◆ **DIRECTIONS**: Write the records out again, precisely as they stand.

◆ **SOURCE DATA**:
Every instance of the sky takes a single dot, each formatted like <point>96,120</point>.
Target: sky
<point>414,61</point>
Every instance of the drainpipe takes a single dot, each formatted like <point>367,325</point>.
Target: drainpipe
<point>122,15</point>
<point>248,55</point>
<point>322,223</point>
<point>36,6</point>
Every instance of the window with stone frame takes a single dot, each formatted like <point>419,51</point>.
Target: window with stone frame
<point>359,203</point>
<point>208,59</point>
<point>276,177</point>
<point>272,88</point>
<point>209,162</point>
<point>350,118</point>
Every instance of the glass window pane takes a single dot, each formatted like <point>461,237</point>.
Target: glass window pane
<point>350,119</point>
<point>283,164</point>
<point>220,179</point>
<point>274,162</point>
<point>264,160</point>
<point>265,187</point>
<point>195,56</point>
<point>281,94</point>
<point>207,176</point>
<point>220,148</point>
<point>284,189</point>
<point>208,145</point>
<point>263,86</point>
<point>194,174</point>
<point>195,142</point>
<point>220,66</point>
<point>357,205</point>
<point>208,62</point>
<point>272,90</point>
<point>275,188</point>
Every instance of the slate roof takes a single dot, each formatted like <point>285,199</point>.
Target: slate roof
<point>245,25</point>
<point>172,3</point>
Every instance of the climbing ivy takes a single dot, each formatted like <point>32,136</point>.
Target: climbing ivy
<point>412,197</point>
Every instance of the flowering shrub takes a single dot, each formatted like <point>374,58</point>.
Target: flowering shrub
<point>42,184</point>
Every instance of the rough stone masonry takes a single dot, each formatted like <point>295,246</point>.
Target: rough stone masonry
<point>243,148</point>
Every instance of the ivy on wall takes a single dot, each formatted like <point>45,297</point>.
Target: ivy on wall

◆ **RESPONSE**:
Every instance of the sky takes a single dot, each formatted like <point>96,120</point>.
Target: sky
<point>414,61</point>
Every instance of the drainpipe takes a single dot, each formatted like <point>367,325</point>.
Target: drainpipe
<point>122,15</point>
<point>248,55</point>
<point>322,223</point>
<point>36,6</point>
Every instance of the window with stone frame takes a single dot, each formatted like <point>419,51</point>.
Target: window with stone frame
<point>359,203</point>
<point>208,59</point>
<point>276,177</point>
<point>272,88</point>
<point>209,162</point>
<point>350,118</point>
Every instance of the glass window pane takes a single dot, each formatted like <point>461,237</point>.
Target: glass window pane
<point>350,119</point>
<point>283,164</point>
<point>220,179</point>
<point>274,162</point>
<point>264,160</point>
<point>265,187</point>
<point>195,56</point>
<point>281,94</point>
<point>207,176</point>
<point>220,148</point>
<point>284,189</point>
<point>208,145</point>
<point>263,86</point>
<point>194,174</point>
<point>195,142</point>
<point>220,66</point>
<point>357,205</point>
<point>208,62</point>
<point>272,90</point>
<point>275,188</point>
Every instance of the slate roof takes a single dot, each formatted like <point>285,199</point>.
Target: slate roof
<point>245,25</point>
<point>172,3</point>
Every instance of the climbing ivy takes a single dot, each formatted like <point>32,136</point>.
Target: climbing ivy
<point>412,197</point>
Every instance of the flowering shrub takes a single dot, each formatted like <point>374,58</point>.
Target: flowering shrub
<point>42,184</point>
Every instance of the rough stone masonry takes a single dot, each formatted like <point>295,246</point>.
Target: rough stone masonry
<point>243,148</point>
Every instance of the ivy on wall takes a single dot, each formatted like <point>45,297</point>.
Target: ivy on wall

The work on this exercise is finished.